### Some records
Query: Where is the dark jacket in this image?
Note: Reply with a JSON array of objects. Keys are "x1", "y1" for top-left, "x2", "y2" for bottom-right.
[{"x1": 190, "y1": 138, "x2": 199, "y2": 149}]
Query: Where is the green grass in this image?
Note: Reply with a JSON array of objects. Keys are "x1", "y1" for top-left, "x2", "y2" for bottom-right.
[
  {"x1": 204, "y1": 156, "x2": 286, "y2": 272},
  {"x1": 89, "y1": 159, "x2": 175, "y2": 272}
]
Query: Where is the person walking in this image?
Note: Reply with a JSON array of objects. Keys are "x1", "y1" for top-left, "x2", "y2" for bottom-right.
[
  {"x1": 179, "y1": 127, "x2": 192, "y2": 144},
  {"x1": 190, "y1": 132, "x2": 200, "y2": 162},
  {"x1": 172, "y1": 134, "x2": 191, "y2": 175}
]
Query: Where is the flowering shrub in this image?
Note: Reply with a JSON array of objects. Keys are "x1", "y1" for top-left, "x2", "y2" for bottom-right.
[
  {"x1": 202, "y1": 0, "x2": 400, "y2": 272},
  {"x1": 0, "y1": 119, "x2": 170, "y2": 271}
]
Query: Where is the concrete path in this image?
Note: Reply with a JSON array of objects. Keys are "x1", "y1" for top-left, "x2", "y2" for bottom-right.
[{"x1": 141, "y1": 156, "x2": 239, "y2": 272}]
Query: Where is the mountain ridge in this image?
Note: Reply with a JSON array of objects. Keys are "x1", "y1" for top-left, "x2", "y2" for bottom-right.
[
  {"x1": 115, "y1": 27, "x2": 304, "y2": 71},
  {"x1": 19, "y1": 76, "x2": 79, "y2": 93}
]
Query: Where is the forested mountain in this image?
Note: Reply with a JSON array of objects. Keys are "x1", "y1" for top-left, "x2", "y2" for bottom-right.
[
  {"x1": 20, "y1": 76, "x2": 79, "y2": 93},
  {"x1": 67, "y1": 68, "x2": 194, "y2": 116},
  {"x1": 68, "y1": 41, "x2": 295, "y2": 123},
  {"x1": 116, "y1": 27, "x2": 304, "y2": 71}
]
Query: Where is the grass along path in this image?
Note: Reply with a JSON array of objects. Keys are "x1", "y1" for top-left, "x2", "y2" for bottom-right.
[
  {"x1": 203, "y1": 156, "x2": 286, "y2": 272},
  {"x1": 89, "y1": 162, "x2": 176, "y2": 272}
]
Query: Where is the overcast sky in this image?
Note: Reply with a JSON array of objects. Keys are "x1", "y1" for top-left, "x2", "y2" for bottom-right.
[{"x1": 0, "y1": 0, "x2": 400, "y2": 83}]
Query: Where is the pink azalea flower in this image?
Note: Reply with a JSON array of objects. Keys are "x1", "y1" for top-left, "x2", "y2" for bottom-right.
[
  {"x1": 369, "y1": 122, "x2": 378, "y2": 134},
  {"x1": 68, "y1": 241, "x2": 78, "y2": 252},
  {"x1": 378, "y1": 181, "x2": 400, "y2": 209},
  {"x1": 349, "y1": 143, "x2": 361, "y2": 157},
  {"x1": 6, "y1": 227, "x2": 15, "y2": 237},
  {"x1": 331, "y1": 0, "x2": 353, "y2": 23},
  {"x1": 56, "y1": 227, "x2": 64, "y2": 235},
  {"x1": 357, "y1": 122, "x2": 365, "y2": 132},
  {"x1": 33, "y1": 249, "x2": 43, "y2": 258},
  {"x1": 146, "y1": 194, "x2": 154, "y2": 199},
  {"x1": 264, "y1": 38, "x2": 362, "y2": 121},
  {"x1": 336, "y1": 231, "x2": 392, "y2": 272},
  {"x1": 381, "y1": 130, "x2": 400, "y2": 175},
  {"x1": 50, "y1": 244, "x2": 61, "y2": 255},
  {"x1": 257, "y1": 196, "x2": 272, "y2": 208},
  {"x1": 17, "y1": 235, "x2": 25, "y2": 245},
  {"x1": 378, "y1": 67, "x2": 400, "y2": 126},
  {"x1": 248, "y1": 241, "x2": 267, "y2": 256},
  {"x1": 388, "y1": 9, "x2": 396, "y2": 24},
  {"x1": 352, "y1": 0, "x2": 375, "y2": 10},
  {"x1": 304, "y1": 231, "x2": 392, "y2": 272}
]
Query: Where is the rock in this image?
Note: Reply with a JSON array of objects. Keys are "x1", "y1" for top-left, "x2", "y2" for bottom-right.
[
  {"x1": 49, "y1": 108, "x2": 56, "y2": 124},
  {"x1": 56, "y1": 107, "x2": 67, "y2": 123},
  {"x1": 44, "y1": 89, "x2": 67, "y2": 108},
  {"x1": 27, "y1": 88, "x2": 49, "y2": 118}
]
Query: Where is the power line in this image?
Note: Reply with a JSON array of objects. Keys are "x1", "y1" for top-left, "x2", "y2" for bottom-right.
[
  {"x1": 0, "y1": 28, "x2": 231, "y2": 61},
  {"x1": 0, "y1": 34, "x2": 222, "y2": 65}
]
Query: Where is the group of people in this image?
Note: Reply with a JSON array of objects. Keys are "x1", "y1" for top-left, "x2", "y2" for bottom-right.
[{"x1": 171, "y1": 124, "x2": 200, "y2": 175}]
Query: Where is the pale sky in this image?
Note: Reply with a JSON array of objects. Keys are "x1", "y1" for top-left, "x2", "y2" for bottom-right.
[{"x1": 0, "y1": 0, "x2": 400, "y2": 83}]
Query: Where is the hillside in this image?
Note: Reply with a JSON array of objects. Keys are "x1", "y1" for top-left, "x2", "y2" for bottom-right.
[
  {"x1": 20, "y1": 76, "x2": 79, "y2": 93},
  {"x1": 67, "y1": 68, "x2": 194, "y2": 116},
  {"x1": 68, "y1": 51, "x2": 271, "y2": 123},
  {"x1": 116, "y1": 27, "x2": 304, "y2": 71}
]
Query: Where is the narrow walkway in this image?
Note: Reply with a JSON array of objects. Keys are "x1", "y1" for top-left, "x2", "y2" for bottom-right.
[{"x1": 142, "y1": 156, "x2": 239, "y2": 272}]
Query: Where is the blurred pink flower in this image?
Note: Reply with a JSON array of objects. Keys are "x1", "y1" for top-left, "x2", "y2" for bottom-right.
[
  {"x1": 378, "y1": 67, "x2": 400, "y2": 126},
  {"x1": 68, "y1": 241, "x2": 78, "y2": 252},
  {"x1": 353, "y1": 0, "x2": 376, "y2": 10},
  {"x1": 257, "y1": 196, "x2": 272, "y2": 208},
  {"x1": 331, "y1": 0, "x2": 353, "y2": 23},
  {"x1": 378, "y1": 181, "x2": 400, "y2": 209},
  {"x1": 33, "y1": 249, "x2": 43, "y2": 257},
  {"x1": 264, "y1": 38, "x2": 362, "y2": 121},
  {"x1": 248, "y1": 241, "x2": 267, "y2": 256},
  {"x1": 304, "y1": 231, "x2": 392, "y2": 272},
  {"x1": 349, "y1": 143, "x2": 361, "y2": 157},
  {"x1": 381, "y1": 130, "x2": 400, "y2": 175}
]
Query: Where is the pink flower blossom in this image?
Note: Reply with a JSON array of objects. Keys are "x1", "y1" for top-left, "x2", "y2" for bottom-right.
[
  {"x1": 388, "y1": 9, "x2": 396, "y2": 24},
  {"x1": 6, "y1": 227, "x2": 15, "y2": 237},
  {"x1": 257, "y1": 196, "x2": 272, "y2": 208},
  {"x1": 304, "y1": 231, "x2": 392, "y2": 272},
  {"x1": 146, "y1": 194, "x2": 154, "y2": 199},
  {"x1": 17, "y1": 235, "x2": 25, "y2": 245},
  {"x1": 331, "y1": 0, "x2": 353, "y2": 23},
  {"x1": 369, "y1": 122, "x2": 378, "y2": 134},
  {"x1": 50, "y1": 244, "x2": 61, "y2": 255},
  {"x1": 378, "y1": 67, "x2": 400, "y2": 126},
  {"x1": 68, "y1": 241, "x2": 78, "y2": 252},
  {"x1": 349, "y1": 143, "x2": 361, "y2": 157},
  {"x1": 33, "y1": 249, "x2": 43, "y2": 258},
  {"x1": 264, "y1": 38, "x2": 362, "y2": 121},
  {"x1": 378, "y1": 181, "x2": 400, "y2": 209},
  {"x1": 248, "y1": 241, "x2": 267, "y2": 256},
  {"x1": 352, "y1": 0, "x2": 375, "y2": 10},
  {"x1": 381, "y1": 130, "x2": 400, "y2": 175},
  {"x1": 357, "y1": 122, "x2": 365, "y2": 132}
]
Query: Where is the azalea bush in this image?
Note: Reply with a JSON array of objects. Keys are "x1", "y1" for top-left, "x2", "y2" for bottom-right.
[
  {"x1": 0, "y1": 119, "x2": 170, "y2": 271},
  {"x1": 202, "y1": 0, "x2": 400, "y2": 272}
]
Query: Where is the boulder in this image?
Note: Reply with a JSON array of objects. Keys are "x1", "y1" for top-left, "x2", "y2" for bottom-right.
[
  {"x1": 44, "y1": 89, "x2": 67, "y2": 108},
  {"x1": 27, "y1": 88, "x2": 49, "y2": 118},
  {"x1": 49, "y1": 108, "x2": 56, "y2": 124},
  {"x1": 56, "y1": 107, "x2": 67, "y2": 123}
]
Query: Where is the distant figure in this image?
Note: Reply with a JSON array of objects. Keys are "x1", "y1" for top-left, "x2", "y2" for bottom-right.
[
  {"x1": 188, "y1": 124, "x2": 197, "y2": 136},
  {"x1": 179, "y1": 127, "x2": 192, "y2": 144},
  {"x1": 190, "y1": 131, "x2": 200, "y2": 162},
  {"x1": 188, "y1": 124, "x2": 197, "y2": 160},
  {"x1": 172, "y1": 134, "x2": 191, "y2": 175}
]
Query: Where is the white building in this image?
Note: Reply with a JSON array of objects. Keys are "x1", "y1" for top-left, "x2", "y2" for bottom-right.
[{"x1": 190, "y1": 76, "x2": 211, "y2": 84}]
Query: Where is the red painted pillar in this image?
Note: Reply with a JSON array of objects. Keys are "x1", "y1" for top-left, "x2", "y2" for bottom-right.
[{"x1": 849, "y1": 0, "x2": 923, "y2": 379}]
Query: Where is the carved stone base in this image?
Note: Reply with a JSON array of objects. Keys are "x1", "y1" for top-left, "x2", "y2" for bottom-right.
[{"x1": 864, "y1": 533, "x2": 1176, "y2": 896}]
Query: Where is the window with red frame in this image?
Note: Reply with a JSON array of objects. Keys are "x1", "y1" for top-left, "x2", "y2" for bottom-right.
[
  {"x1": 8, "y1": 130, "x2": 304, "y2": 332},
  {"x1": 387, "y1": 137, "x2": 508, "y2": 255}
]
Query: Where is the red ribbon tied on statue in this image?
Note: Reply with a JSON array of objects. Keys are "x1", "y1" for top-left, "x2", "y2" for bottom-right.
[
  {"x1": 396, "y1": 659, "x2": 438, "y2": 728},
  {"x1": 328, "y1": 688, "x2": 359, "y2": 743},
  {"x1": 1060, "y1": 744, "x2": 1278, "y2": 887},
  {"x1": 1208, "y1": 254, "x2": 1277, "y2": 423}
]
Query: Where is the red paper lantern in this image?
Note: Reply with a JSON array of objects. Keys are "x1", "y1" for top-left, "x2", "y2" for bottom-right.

### INSTRUCTIONS FOR THE TASK
Extract every line from the one containing "Query: Where is the distant" to the end of the entries, including both of those lines, exactly as given and with nothing added.

### COMPLETED EXERCISE
Query: Where is the distant figure in this image?
Note: Reply with a JSON array of objects. Keys are "x1", "y1" for top-left, "x2", "y2" for bottom-right.
[
  {"x1": 188, "y1": 124, "x2": 197, "y2": 136},
  {"x1": 179, "y1": 127, "x2": 192, "y2": 144},
  {"x1": 190, "y1": 131, "x2": 200, "y2": 162},
  {"x1": 188, "y1": 124, "x2": 197, "y2": 160},
  {"x1": 172, "y1": 134, "x2": 191, "y2": 175}
]
Query: Where is the white building in this image?
Note: Reply with a JSON array of objects. Keys are "x1", "y1" for top-left, "x2", "y2" for bottom-right.
[{"x1": 190, "y1": 76, "x2": 211, "y2": 84}]
Query: Where is the red painted pillar in this image?
Note: Reply with a JSON array of objects. Keys are "x1", "y1" for top-left, "x2", "y2" for bottom-right.
[{"x1": 849, "y1": 0, "x2": 923, "y2": 379}]
Query: Where is the carved stone base in this image?
Note: Reply with a JSON array of objects. Keys are "x1", "y1" for top-left, "x2", "y2" for bottom-right.
[{"x1": 864, "y1": 533, "x2": 1176, "y2": 896}]
Query: Where is the window with red frame in this image?
Note: Reply with a JSON array of objects. Keys are "x1", "y1" for top-left, "x2", "y2" for bottom-right.
[
  {"x1": 8, "y1": 130, "x2": 304, "y2": 332},
  {"x1": 387, "y1": 137, "x2": 508, "y2": 255}
]
Query: Where is the red ribbon tied on statue in this image?
Note: Reply with a JSON array of objects. Keys are "x1", "y1" for top-left, "x2", "y2" for bottom-right.
[
  {"x1": 396, "y1": 659, "x2": 438, "y2": 728},
  {"x1": 328, "y1": 688, "x2": 359, "y2": 743},
  {"x1": 1060, "y1": 744, "x2": 1278, "y2": 887},
  {"x1": 1208, "y1": 254, "x2": 1277, "y2": 423}
]
Query: Where is the red paper lantern in this image?
Note: Reply with a JSON array of objects. Keys are "x1", "y1" for top-left, "x2", "y2" for bottom-right.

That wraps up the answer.